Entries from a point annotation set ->
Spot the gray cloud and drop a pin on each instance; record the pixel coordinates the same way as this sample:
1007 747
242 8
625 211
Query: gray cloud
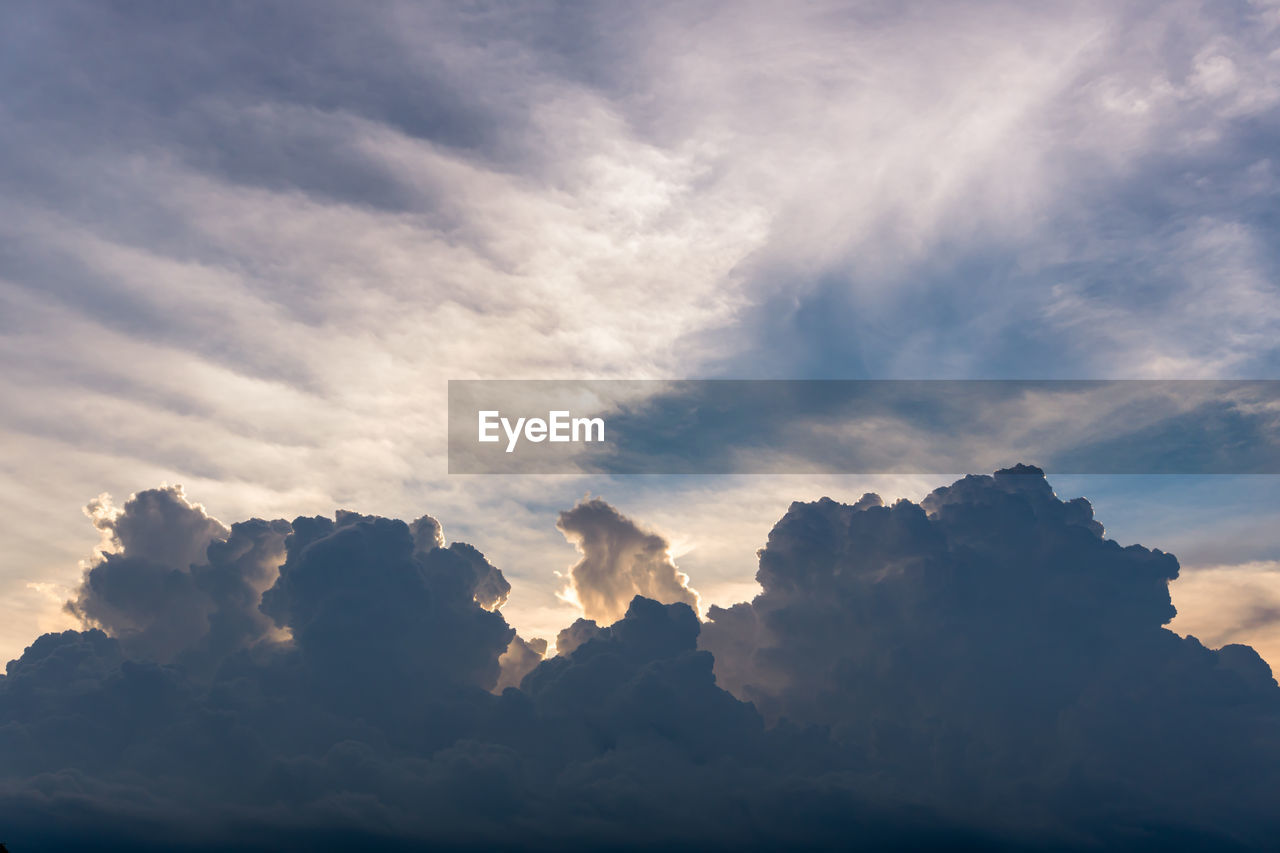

Exercise -> Gather each line of the data above that contains the word "cloud" and copy those lines in full.

Result of the exercise ->
Spot the gray cloud and drop a pin on each instance; record the pixel coordinates the same way as this sample:
Query: gray cloud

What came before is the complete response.